| Stated exercise A |
Return every line of the records that contains the word "rock", treating uppercase and lowercase as different.
| Stated exercise B |
Pick up the forum thread about finger spacing in pyRouterJig after its last sentence and continue writing it.

| Excerpted text |
>>>>

Very cool, Phil. You might have seen that arbitrary is on my list at

pyRouterJig by lowrie

under the bullet "More spacing options, such as an interactive GUI to allow manual adjustment of individual finger positions and widths." I can see why this would be nice.

Anyway, I'm thinking about the interface to do this. What I'm considering is that you start with one of the existing options (Equally or Variable spaced), and then allow the user to click and select a finger. Once selected, that finger can be either

a) moved left or right
b) made wider or narrower
c) deleted, in order to allow neighboring fingers to operations (a) and (b). Of course, you also need to be able to add fingers back in.

(a) and (b) are constrained by the bit width.

I'm definitely open to other ideas. What I'm thinking above shouldn't take too long to implement...if only I didn't need my day job :smile:


----------



## PhilBa (Sep 25, 2014)

Yeah, that's exactly it! I solved my day job problem but I hear you about work vs fun. Happy to help however I can, though my skills are more in the C/C++ realm. Glad to do testing if you need.

It would be nice to be able to type in a width as well as use a mouse.

Other ideas - the double joints from the incra templates are pretty cool. I'm not sure if there are variants on that.

By the way, would be possible to bring back crosshatch as a "wood" selection? I kind of prefer that to wood textures.

Also, I really like that you can use smaller bits to make larger cuts.


----------



## furboo (Oct 12, 2015)

Thanks for the testing offer, Phil. I'll take you up on that.

Yeah, the wood textures are a gimic and bloating the executable. It's very easy to remove. It seemed like a good idea at the time...

<<<<

Excerpts from a point labeling dataset:
>>>>

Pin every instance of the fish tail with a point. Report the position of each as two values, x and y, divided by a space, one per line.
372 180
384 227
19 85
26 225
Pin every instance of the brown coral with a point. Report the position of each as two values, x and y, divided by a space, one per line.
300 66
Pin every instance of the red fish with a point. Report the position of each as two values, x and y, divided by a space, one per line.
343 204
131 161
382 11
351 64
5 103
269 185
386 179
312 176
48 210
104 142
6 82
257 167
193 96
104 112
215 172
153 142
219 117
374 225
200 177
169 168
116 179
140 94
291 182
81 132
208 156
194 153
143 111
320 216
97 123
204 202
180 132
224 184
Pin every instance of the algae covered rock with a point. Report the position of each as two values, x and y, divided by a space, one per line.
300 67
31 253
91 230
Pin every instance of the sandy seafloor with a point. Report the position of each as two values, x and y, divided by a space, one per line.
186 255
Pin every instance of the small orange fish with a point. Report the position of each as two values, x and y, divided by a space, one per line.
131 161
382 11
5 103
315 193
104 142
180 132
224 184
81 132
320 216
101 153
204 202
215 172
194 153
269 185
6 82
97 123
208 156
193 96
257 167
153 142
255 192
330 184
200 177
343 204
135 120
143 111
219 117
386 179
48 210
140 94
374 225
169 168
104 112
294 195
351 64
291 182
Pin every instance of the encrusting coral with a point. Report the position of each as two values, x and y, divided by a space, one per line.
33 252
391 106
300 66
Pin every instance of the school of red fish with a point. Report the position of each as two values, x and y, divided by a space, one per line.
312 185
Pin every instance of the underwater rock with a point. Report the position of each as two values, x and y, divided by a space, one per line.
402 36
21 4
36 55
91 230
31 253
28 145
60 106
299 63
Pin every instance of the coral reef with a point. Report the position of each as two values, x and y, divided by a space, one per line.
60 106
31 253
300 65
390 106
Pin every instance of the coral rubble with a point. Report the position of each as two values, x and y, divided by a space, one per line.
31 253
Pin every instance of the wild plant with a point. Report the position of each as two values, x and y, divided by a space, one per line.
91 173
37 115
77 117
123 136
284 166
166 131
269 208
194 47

<<<<

| Expected answer A |
Pin every instance of the algae covered rock with a point. Report the position of each as two values, x and y, divided by a space, one per line.
Pin every instance of the underwater rock with a point. Report the position of each as two values, x and y, divided by a space, one per line.

| Expected answer B |
Double joints are also on the list, although I've never cut one of those. It seems like the current variants should extend to double joints.

The sliders have the advantage that the constraints are easy to enforce. Note that you can click on a slider and move it with your left/right arrows, and of course, it moves in 1/32" clicks. Keyboard entry (like the bit width) takes a lot of error checking and handling, but I'll think about it.

Funny, C++ is a lot of my day job. I suppose Python is an escape from that. C++ would definitely run faster.


----------



## furboo (Oct 12, 2015)

I just put up a new version of pyRouterJig, which now supports Windows. Go to pyRouterJig Home Page and click on Download for Windows or Download for Mac for the latest version.

Changes include:

* Added Editor mode, which allows for arbitrary specification of the finger spacings and sizes. See this section in the documentation for a full description.
* Decreased the number of Wood samples. Also, selecting NONE will give a simple cross-hatch of the board. This helped decrease the download size.
* Added width annotation (in intervals) to each finger.
* Bug fixes.

Phil, with the Editor mode, you should be able to create the Spagnuolo joint, although the user interface probably needs work. I'll post an example soon.


----------



## furboo (Oct 12, 2015)

Here's a screenshot with the Spagnuolo joint...the red (highlighted) finger is the one to be split with a 1/8" cut.


----------



## PhilBa (Sep 25, 2014)

Seems to work pretty well. Thanks!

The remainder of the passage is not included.